__THE TASK__
From the line containing "Can you see the glass" to the last line of the data, both included, transcribe each line exactly, leaving out pictures and adding nothing.

(DATA SUPPLIED begins)

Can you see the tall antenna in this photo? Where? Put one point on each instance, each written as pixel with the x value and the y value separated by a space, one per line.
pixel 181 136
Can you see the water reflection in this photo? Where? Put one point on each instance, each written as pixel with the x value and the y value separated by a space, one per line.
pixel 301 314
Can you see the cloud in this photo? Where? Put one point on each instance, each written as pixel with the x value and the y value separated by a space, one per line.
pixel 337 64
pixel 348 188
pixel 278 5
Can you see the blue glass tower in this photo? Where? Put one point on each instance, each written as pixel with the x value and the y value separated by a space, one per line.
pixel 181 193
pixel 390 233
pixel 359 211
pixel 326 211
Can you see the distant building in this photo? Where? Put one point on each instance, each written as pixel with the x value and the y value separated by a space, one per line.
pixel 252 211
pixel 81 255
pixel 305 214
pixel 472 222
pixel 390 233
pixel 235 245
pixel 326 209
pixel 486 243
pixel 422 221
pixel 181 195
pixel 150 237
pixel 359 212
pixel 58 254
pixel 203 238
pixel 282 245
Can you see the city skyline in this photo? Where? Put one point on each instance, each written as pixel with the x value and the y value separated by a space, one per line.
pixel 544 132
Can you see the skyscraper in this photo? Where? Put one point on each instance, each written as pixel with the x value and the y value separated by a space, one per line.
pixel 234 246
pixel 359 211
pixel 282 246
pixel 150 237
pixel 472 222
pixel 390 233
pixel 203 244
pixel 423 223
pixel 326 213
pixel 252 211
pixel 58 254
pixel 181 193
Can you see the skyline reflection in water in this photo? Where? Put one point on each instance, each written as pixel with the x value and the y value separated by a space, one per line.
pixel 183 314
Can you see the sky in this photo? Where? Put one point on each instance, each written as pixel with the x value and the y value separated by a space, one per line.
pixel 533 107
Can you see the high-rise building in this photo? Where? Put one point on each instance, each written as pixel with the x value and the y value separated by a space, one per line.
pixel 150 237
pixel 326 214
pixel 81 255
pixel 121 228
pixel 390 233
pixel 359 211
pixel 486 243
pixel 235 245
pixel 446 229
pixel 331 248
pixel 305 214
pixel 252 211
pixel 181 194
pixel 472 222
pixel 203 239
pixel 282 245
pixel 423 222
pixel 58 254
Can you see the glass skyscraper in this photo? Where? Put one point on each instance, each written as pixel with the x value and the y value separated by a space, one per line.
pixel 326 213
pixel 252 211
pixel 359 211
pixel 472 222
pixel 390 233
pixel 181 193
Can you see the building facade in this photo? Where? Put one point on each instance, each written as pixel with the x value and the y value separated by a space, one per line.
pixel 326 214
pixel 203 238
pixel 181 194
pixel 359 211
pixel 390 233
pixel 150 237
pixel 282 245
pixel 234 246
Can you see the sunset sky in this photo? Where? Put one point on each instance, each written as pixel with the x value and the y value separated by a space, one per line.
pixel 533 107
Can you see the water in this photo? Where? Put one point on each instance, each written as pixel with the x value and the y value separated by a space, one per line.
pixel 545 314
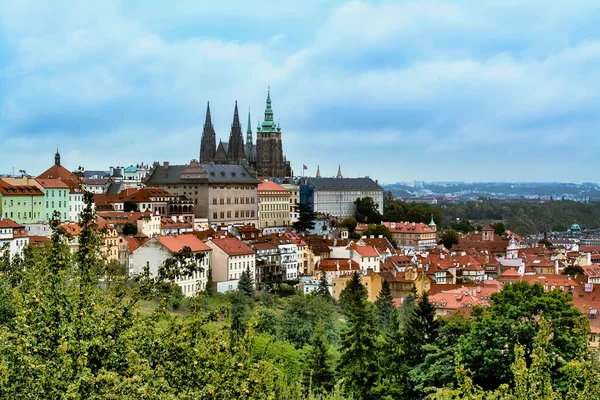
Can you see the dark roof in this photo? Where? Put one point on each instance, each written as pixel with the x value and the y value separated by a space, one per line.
pixel 222 173
pixel 345 183
pixel 115 188
pixel 96 174
pixel 217 173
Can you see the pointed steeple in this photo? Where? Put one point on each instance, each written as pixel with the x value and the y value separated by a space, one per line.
pixel 235 151
pixel 432 223
pixel 208 144
pixel 57 157
pixel 236 117
pixel 208 121
pixel 249 131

(DATA SUPPLIED ends)

__WRITTEN SOLUTION__
Can you see the glass skyscraper in this photo? Where? Put one point on each instance, each written as pixel with the x value and the y value separated by a space, one per line.
pixel 326 213
pixel 252 211
pixel 359 211
pixel 472 222
pixel 390 233
pixel 181 193
Can you see the building facade in this photo? Where? Put one point on each instance, each written as pixel with the x value and the y value separated by a space, one per line.
pixel 326 214
pixel 203 238
pixel 181 194
pixel 359 211
pixel 390 233
pixel 150 237
pixel 282 245
pixel 234 246
Can you see the sunset sky in this photo? Where? Put one point on each instance, each written as pixel with the x value and the y value separated by a space, one per line.
pixel 533 107
Can you see the water in this photo? Where? Put one point on each instance, each written as pixel with the x value and the y value separated by a space, one per line.
pixel 545 314
Can you see the dark roof in this photo? Where? Put one point on each instance, each written as pixel with the x value and the y value separated by a space, one per line.
pixel 222 173
pixel 345 183
pixel 115 188
pixel 96 174
pixel 217 173
Can you see the pointed steeple in this photo? Where? Put one point on each instance, each written as pixel with the x value and the y value separated by a space, one per line.
pixel 235 151
pixel 432 223
pixel 208 144
pixel 57 157
pixel 236 117
pixel 208 121
pixel 249 131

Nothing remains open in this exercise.